__Material for the task__
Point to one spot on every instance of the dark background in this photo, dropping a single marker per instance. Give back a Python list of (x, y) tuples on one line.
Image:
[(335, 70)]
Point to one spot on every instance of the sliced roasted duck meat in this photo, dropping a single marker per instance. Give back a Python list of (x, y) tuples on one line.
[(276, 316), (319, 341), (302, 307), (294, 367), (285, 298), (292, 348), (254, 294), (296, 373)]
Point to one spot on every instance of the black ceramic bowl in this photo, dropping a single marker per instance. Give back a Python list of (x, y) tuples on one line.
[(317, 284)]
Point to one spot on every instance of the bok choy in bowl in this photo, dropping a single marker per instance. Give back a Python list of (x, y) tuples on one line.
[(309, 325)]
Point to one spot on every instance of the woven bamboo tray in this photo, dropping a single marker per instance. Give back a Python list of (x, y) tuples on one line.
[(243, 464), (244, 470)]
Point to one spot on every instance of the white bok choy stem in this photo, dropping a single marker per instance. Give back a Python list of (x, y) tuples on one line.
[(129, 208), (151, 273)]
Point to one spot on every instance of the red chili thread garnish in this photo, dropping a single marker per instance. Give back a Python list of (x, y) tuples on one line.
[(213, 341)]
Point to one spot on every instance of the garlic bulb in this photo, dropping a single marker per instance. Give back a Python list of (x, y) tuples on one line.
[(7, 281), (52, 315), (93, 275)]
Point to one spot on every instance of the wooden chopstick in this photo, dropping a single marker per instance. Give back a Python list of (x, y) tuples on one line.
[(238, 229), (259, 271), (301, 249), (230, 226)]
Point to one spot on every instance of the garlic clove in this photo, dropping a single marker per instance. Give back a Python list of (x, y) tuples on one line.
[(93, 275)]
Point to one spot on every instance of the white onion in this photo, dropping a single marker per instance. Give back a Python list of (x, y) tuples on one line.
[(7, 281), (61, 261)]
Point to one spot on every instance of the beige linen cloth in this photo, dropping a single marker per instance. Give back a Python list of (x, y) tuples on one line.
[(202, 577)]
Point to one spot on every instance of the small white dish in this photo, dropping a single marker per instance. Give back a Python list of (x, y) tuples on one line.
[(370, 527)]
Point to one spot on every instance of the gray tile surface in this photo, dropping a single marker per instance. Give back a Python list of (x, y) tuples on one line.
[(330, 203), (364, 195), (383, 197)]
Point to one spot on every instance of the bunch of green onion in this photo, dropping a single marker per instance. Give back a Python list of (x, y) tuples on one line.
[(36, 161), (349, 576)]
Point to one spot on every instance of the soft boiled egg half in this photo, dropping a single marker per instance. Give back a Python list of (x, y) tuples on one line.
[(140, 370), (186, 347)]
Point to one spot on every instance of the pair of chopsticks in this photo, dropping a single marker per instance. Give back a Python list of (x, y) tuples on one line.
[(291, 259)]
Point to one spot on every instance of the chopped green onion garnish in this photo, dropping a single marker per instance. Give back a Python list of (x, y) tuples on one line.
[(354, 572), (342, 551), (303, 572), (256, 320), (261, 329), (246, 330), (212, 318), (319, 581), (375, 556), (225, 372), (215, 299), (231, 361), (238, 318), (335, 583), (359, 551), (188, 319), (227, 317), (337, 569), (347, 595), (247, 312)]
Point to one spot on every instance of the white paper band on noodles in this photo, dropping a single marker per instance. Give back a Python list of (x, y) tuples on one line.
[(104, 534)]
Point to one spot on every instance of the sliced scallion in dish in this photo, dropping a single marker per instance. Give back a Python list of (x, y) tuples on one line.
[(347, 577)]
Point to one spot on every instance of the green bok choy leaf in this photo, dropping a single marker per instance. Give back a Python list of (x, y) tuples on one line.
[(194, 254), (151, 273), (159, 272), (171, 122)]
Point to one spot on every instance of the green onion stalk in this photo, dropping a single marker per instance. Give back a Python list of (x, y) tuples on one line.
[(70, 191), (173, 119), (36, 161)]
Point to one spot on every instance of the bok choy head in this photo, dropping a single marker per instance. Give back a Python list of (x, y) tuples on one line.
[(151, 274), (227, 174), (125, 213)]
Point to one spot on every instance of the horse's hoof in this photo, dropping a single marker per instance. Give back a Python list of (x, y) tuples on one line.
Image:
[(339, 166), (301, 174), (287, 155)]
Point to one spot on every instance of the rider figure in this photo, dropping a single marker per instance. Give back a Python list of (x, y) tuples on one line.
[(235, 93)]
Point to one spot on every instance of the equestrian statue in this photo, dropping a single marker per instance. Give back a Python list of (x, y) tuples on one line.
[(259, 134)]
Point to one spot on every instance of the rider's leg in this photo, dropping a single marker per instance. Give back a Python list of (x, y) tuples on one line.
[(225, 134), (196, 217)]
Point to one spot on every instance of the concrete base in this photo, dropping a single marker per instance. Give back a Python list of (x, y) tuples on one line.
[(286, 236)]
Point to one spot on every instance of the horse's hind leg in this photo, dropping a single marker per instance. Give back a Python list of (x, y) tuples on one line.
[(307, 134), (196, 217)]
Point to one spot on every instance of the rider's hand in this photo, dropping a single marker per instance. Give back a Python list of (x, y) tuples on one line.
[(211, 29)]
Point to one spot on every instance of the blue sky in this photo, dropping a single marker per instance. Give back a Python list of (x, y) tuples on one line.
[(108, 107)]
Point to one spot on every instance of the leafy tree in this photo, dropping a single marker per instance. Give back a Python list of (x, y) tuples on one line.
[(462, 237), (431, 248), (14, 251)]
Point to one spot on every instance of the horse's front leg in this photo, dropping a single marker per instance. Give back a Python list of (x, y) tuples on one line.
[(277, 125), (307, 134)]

__How to complete this task__
Transcribe every record above word for word.

__Output of the exercise__
Point to one spot on every instance of the dark background in this photo, dropping a single marker per instance. Give back a Python list of (x, y) tuples on one line.
Image:
[(335, 70)]
Point to one spot on every instance of the sliced roasted duck meat in this photo, dropping a single marker per instance. Give back a Python list of (x, y) tuples on one line.
[(276, 316), (319, 341), (302, 307), (294, 367), (285, 298), (292, 348), (254, 294), (296, 373)]
Point to one spot on every instance of the black ceramic bowl in this photo, dropping a single marker per instance. Give back a Python list of (x, y) tuples on one line.
[(317, 284)]
Point to one spot on every instance of the bok choy in bowl in this photo, dropping a single marker per instance. Give back a Python list of (x, y) tuples on one line.
[(309, 325)]
Point to one spot on every instance of the woven bamboo tray in this photo, dropping a single marker per instance. Give back a Python list of (x, y) tuples on one line.
[(243, 464), (244, 470)]
Point to one spot on every instance of the white bok choy stem in this photo, dropping a single marker per instance. Give back a Python list of (x, y) tuples on one line.
[(129, 208), (151, 273)]
Point to one spot on every instance of the red chili thread garnish in this photo, dropping a single marker per instance. Give back a Python list of (x, y) tuples on one line.
[(213, 341)]
Point to one spot on every instance of the garlic bulb in this photo, dropping a single marker per instance. Give back a Python list of (x, y) tuples on one line.
[(7, 281), (52, 315), (93, 275)]
Point to one spot on every instance of the wooden chopstick in this photo, dropping a single marker per instance. Give back a Python list of (x, y) tuples on one line.
[(238, 229), (259, 271), (301, 249), (230, 226)]
Point to one spot on every instance of the garlic clove in this photo, dropping a single marker per instance. Give back a Python list of (x, y) tuples on one line.
[(93, 275)]
Point to one spot on every instance of the white onion in this photo, dropping a single marker per instance. Give back a Python list of (x, y) tuples on one line.
[(7, 281), (61, 261)]
Point to one spot on every instance of the beige linen cloth in this photo, dropping a single marker per instance. Give back a Python list of (x, y) tuples on one line.
[(202, 577)]
Point to one spot on every instance of the small white dish in this photo, dropping a single marker per instance. Give back a Python list of (x, y) tuples on one line.
[(370, 527)]
Point to one spot on every instance of the gray tile surface in this photo, dropping a single marker per instance. Give back a Python list of (x, y) tuples on one line.
[(330, 203), (364, 195), (383, 197)]
Point to one spot on every instance of the bunch of green onion in this photo, dropping a single marker per instance. Give back a Python list of (x, y) tuples on one line.
[(36, 161), (349, 576)]
Point to one spot on every instance of the soft boiled egg half in this photo, dropping a single marker per instance. Give back a Python list of (x, y) tuples on one line.
[(140, 370), (186, 347)]
Point to one spot on every instance of the pair of chopsticks in this photo, dropping a single marker per instance. Give back a Python list of (x, y) tuples on one line.
[(291, 259)]
Point to one spot on every instance of the chopped green onion garnish in this photo, dropping a single marker per instance. Give back a Python list of (x, y) tuples on one line.
[(354, 572), (342, 551), (303, 572), (256, 320), (261, 329), (246, 330), (212, 318), (319, 581), (375, 556), (225, 372), (215, 299), (231, 361), (238, 318), (335, 583), (359, 551), (188, 319), (227, 317), (337, 569), (347, 595), (247, 312)]
Point to one spot on every instance of the white paper band on noodles in this photo, dropping a single marker per instance. Give back a Python list of (x, y) tuples on one line.
[(104, 534)]
Point to one spot on every instance of the sliced scallion in dish in this photo, dropping a single marker per instance. Give back a Python list of (x, y) tuples on one line.
[(347, 577)]
Point to one spot on every instance of the green bok choy leaf in this photo, dropping a single marker per instance. Give back a Python list of (x, y) tuples on one line.
[(194, 254), (151, 273), (159, 272), (171, 122)]
Point to one spot on every instance of the green onion stalk in this photo, dropping a single marker per instance. Give back a Python list of (x, y) tuples on one line.
[(70, 191), (173, 119), (36, 161)]
Point to one spot on every instance of the bok choy head in this photo, dropping a single marker per instance. Give back a Python list of (x, y) tuples on one line.
[(151, 274), (227, 174), (125, 213)]
Point to one spot on every instance of the horse's hoof in this photo, dropping a single marker per instance. Give back a Python list of (x, y) tuples on one line.
Image:
[(339, 166), (301, 174), (287, 155)]
Point to one spot on every instance of the rider figure in this photo, dropping a single marker per instance. Give back a Python list of (x, y) tuples on one line.
[(235, 93)]
Point to one spot on every instance of the equestrian statue in this photo, dropping a single marker per instance. Give back a Python list of (x, y) tuples on one line.
[(259, 134)]
Point to one spot on every instance of the rider's leg in this photo, dropping a single marker per instance. Give back a Python list of (x, y) tuples on one line.
[(225, 134), (196, 217)]
Point to one spot on every instance of the concrete base in this photo, dropping a single marker per instance. Give back a Python list of (x, y) tuples on one line.
[(286, 236)]
Point to one spot on every instance of the horse's hind leg in this photo, dropping a single marker per instance. Give back a Python list of (x, y) tuples on one line.
[(307, 134), (196, 217)]
Point to one spot on every instance of the rider's hand in this photo, dropping a single marker per instance. Give back a Python list of (x, y) tuples on one line.
[(211, 29)]
Point to one spot on every instance of the blue sky in this photo, dropping a single marker per instance. Give back a Python list of (x, y) tuples on one line.
[(108, 107)]
Point to one spot on every instance of the leafy tree in this photo, dropping a single marker per instance. Give back a Python list of (x, y) tuples on one line.
[(462, 237), (431, 248), (14, 251)]
Point to one spot on every instance of the horse's front leg in this photo, dropping a single marker per instance. Give back a Python list of (x, y) tuples on one line.
[(277, 125), (307, 134)]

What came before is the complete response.